> [Work instructions]
Type out each of the records below word for word, leaving the pictures out of your answer.

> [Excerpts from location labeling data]
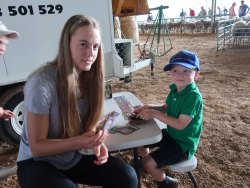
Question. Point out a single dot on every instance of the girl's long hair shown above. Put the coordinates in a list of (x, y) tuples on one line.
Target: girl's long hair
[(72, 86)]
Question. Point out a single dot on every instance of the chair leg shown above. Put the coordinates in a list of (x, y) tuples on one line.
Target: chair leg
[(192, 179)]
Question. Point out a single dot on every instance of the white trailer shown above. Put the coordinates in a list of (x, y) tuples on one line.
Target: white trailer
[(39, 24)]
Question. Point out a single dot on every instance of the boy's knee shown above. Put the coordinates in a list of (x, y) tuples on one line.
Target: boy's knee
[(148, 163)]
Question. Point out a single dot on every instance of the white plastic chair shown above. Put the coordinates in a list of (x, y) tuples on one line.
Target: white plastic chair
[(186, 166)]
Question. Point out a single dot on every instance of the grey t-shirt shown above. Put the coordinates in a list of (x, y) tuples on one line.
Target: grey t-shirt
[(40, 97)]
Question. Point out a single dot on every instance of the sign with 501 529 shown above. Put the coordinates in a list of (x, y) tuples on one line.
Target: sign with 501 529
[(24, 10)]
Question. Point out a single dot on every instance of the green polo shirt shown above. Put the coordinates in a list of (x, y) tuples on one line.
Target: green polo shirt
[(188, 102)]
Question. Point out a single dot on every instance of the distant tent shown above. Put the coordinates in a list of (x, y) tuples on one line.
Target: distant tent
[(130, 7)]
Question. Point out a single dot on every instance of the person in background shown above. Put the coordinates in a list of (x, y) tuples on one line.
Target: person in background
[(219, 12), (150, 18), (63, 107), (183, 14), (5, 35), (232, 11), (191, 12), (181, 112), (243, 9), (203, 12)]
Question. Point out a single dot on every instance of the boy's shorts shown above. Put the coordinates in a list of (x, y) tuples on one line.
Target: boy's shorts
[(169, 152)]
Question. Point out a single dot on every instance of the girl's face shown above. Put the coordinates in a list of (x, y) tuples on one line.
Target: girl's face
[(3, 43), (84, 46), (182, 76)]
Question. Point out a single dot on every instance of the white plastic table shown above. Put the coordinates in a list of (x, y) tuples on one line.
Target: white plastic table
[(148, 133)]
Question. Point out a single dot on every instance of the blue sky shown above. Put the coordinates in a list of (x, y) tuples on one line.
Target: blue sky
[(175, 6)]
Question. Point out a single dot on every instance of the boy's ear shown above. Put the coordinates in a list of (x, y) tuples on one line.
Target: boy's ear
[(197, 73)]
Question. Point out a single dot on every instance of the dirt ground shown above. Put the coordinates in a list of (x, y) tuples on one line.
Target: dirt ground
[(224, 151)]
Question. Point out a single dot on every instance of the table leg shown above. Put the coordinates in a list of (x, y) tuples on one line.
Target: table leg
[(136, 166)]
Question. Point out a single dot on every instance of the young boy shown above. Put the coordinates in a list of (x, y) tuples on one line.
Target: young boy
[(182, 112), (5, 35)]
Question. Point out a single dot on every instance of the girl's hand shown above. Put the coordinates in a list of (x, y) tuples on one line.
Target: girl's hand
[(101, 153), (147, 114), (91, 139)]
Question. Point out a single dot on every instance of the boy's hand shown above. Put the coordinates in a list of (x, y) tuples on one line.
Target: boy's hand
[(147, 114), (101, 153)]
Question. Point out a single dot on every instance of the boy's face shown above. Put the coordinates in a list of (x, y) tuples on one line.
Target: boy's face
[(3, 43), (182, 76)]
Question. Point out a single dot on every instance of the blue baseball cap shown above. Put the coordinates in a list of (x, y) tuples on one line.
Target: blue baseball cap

> [Correct output]
Question. Point out a single dot on every instance of the girl's long hair shown above. Put the coordinates in a list of (x, y) tuples on one line.
Target: girl's long hair
[(72, 86)]
Question. Point out a single dot on every instance of the chair leg shown above. Put the coordinates in a list of (x, y) tuples on one line.
Target: chair leg
[(192, 179)]
Question. Point out a single dot on every instance of the white trailer shown above. Put the coordinates in a list of (x, y) tuples on one line.
Target: white trailer
[(39, 24)]
Question. Point out a single dot on every instance of the boy's knee shown above. Put the coordinates in a list of (x, y) tuples on one line.
Target: boy's knee
[(148, 163)]
Question. Point out a single dot on every instance of the white plastic chair shown above. Put the coordinates in a list of (x, y) tuples on one line.
Target: white plastic chair
[(186, 166)]
Question. Point out a single dot on every instance of the grey t-shirt shown above. Put the coordinates in a list of (x, y) tuples on one line.
Target: grey t-shirt
[(40, 97)]
Question. Point out a single dot on every instance of the sign with 501 529 shown above. Put the coordinates in a list of (x, y) tuples on one line.
Target: sign with 501 529
[(24, 10)]
Question. Point out a single dot on every instance of the green polo shirt shown above. Put the coordinates in a list of (x, y) tuples on one line.
Target: green polo shirt
[(188, 102)]
Question. Point out a single dot on every instance of the distant tent shown above. Put the coordinates in a list of (x, y) tuples on one line.
Target: distant tent
[(130, 7)]
Question. Point out a single dot on every instance of the person in background shown above. Put the coordinates in a list of (x, y) tuples on one line.
Target: person in background
[(219, 12), (150, 18), (63, 107), (183, 14), (5, 35), (232, 11), (191, 12), (181, 112), (243, 9), (203, 12)]
Question. Point out a single dot on every instance of the boy's shorts shown above. Put the coordinates in a list of (x, y) tuples on one line.
Target: boy's shorts
[(169, 152)]
Question. Point out a single dot on every instance of the girl's face shown above. Put the coordinates in a list of (x, y) tuples on one line.
Target: girl's face
[(3, 43), (84, 46), (182, 76)]
Question. Point out a single dot on every instance of the white plastic table shown above. Put the coordinates in a list of (x, y) tuples on one line.
Target: white plastic table
[(148, 133)]
Question. Point out a single dot on every instance of the blue sky shown above. Put the coordinates in a list of (x, y) tuples on one line.
Target: blue sky
[(175, 6)]
Question. Point out a single dot on every instance of the boy's ear shown above. Put the coordinates in a list of (x, y) tuples on one line.
Target: boy's ear
[(197, 73)]
Question. Point out a single dot on every instance of the dirt ground shown above. Put the coordinates in a list of (x, y) tuples on one line.
Target: dirt ground
[(224, 151)]
Question. Point out a single dot on every instance of the table leg shown above. Put the coordinates in a list of (x, y) tuples on one line.
Target: table leg
[(136, 166)]
Question. Point out a single dot on every instance of the young boy shown above. Put the coordinates in a list of (x, y) tuples on one line.
Target: young boy
[(182, 112), (5, 35)]
Question. Point out a single dot on every instance of the girl's hand shown above. Put the coordinates in a list of (x, y) tuples on one line.
Target: girl's hand
[(101, 153), (147, 114), (91, 139)]
Question. Point out a single dot on every instance of the boy's hand shown above. Put the coordinates in a list of (x, y) tuples on one line.
Target: boy's hand
[(147, 114), (101, 153)]
Question. Point out a single dot on every instance of the boy's face shown above. Put the coordinates in a list of (x, y) tuples on one line.
Target: boy's face
[(3, 43), (182, 76)]
Question. Point out a single dot on every instance of the blue baseball cap shown above. Put the coordinates in a list of (x, y) tuples on one line.
Target: blue baseball cap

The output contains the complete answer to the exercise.